What to produce: Write the entries below out again in full. Match every character.

::: Supplied data :::

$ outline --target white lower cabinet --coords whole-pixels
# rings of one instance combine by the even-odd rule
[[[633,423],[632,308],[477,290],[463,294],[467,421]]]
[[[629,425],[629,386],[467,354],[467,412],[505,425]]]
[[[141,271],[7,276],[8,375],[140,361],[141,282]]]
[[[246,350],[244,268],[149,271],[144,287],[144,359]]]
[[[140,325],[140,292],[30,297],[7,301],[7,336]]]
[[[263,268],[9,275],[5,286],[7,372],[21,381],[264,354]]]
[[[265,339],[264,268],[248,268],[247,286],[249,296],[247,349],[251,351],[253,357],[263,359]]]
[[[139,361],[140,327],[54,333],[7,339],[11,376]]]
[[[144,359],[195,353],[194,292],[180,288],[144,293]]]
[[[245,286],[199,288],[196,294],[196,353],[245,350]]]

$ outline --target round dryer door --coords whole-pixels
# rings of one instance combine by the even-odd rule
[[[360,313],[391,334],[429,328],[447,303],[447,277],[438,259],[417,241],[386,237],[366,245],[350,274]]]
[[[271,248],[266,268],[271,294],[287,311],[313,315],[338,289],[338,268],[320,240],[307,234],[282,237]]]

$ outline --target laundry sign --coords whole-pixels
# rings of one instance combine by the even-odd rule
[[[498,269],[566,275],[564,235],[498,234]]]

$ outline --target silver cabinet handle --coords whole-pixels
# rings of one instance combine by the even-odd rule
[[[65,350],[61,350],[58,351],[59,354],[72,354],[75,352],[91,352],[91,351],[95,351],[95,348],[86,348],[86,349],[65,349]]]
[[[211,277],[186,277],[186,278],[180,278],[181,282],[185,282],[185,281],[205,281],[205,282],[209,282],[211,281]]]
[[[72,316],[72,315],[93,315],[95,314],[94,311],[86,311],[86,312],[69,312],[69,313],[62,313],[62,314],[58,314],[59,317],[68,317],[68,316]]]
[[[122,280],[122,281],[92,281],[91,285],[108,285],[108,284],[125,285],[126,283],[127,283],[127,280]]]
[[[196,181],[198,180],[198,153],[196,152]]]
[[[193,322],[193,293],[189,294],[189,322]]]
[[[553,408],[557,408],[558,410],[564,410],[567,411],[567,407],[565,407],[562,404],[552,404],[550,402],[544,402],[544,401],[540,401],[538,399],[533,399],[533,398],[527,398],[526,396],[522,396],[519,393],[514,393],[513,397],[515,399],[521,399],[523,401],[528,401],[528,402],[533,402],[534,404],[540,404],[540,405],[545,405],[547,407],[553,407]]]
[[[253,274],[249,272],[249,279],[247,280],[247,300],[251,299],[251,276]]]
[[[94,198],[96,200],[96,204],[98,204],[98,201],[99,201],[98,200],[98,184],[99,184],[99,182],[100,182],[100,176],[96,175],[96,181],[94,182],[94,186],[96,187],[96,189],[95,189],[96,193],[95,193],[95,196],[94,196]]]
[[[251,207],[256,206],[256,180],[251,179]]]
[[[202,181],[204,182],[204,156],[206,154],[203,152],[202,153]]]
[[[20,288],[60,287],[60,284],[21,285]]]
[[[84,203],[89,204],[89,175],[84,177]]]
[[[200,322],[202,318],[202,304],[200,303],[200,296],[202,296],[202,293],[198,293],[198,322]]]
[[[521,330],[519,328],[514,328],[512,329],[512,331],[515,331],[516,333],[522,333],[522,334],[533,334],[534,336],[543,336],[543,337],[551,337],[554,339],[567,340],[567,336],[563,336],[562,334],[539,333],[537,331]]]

:::

Written solution:
$ outline --target white lower cabinet --coords whole-pixels
# rings of one instance combine by the even-odd rule
[[[633,423],[632,308],[477,290],[463,294],[467,421]]]
[[[629,425],[629,386],[467,354],[467,412],[505,425]]]
[[[141,271],[7,276],[8,375],[140,361],[141,282]]]
[[[246,350],[244,268],[149,271],[144,287],[144,359]]]
[[[140,325],[140,292],[30,297],[7,301],[7,336]]]
[[[263,268],[9,275],[5,286],[7,372],[21,381],[264,354]]]
[[[265,339],[264,268],[248,268],[247,286],[249,296],[247,349],[251,351],[253,357],[263,359]]]
[[[139,361],[140,327],[54,333],[7,339],[11,376]]]
[[[144,359],[195,353],[194,292],[180,288],[144,293]]]
[[[245,286],[199,288],[196,294],[196,353],[245,350]]]

$ outline --target round dryer door --coords whole-pixels
# rings of one instance combine by the even-odd rule
[[[360,313],[391,334],[429,328],[447,303],[447,277],[438,259],[417,241],[386,237],[366,245],[350,274]]]
[[[271,248],[266,268],[271,294],[287,311],[313,315],[338,289],[338,268],[320,240],[307,234],[282,237]]]

$ outline --target laundry sign --coords whole-pixels
# rings of one instance combine by the even-odd rule
[[[498,269],[566,275],[564,235],[498,234]]]

$ outline --target silver cabinet handle --coords whole-pixels
# rings of one instance combine by the even-odd rule
[[[65,350],[61,350],[58,351],[59,354],[72,354],[75,352],[91,352],[91,351],[95,351],[95,348],[86,348],[86,349],[65,349]]]
[[[211,277],[186,277],[186,278],[180,278],[181,282],[185,282],[185,281],[205,281],[205,282],[209,282],[211,281]]]
[[[72,316],[72,315],[93,315],[95,314],[94,311],[86,311],[86,312],[69,312],[69,313],[62,313],[62,314],[58,314],[59,317],[68,317],[68,316]]]
[[[122,280],[122,281],[92,281],[91,285],[108,285],[108,284],[125,285],[126,283],[127,283],[127,280]]]
[[[196,181],[198,180],[198,153],[196,152]]]
[[[193,322],[193,293],[189,294],[189,322]]]
[[[553,408],[557,408],[558,410],[564,410],[567,411],[567,407],[565,407],[562,404],[552,404],[550,402],[544,402],[544,401],[540,401],[538,399],[533,399],[533,398],[527,398],[526,396],[522,396],[519,393],[514,393],[513,397],[515,399],[521,399],[523,401],[528,401],[528,402],[533,402],[534,404],[540,404],[540,405],[545,405],[547,407],[553,407]]]
[[[253,274],[249,272],[249,279],[247,280],[247,300],[251,299],[251,276]]]
[[[94,198],[96,200],[96,204],[98,204],[98,201],[99,201],[98,200],[98,184],[99,184],[99,182],[100,182],[100,176],[96,175],[96,181],[94,182],[94,186],[96,187],[96,189],[95,189],[96,193],[95,193],[95,196],[94,196]]]
[[[251,207],[256,206],[256,180],[251,179]]]
[[[202,181],[204,182],[204,156],[206,154],[203,152],[202,153]]]
[[[20,288],[60,287],[60,284],[21,285]]]
[[[84,203],[89,204],[89,175],[84,177]]]
[[[200,322],[202,318],[202,304],[200,303],[200,296],[202,296],[202,293],[198,293],[198,322]]]
[[[521,330],[519,328],[514,328],[512,329],[512,331],[515,331],[516,333],[522,333],[522,334],[533,334],[534,336],[543,336],[543,337],[551,337],[554,339],[567,340],[567,336],[563,336],[562,334],[539,333],[537,331]]]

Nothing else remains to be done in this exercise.